TASK DIRECTIONS:
List every line in the rows below that contains the word "window", copying each such line in full.

EXTRACTED INFORMATION:

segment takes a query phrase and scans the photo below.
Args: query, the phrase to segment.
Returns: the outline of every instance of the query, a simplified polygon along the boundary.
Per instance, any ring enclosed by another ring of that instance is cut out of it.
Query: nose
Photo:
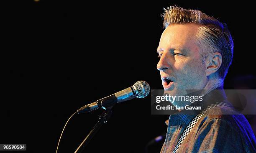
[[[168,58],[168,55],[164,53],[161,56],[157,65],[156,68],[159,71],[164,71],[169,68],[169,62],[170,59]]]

...

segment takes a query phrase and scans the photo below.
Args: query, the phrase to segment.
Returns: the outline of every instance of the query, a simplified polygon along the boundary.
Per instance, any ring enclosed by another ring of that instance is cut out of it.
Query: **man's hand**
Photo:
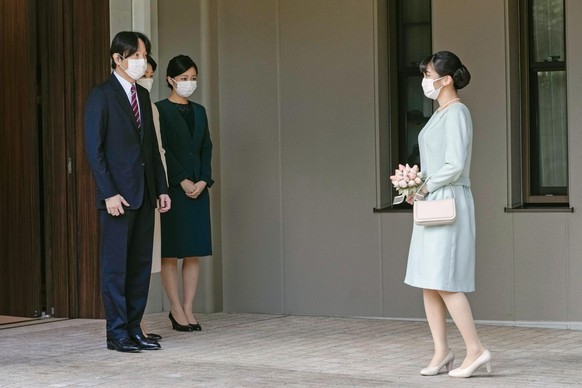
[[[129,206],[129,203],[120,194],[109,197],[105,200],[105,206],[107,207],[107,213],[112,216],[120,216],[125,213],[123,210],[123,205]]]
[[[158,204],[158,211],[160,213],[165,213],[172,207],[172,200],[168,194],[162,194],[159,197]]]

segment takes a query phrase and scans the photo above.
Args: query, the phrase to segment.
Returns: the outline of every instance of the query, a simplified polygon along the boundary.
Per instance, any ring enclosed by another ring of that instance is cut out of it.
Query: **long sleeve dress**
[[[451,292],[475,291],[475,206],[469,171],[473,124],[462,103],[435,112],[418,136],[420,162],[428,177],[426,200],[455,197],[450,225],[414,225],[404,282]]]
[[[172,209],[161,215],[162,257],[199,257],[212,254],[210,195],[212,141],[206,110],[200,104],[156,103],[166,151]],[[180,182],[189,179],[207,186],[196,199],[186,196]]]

==

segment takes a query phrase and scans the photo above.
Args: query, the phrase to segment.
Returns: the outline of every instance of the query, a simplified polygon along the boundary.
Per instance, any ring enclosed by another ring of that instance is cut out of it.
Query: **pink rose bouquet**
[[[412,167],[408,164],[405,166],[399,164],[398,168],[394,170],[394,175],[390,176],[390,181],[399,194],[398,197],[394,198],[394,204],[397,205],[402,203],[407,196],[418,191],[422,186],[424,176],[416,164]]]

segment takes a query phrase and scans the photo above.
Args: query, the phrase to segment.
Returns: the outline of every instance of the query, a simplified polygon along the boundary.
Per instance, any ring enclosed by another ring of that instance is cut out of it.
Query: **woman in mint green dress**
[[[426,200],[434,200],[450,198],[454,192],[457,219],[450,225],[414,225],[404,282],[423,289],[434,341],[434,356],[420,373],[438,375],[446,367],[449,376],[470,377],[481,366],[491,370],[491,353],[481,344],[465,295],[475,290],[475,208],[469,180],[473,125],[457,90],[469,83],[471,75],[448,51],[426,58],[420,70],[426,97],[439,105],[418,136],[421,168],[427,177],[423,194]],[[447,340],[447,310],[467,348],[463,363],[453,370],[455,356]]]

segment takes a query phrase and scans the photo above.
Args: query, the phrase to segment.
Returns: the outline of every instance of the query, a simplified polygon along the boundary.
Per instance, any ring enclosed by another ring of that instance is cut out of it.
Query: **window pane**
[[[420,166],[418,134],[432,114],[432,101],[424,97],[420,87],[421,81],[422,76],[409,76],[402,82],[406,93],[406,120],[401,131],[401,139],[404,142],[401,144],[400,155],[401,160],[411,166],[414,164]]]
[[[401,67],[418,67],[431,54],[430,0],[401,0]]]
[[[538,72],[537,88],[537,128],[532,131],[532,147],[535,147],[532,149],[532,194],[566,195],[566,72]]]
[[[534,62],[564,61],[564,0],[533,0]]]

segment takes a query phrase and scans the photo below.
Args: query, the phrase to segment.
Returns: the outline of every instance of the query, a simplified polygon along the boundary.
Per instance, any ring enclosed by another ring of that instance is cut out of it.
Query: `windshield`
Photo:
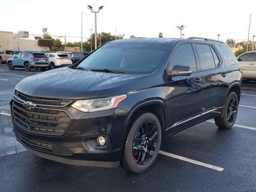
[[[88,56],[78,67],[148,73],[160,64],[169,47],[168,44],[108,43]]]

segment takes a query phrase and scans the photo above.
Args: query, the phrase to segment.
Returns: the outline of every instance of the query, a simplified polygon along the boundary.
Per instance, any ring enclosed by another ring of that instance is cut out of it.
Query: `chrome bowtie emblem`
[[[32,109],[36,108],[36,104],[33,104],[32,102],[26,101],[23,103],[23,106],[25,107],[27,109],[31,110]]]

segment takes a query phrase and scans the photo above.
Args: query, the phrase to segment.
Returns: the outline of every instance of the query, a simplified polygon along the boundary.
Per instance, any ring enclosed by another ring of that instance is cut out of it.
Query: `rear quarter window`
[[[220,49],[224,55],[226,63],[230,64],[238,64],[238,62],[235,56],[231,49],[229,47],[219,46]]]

SOLUTION FOR THIS PROBLEM:
Query: **window pane**
Query: `rear quarter window`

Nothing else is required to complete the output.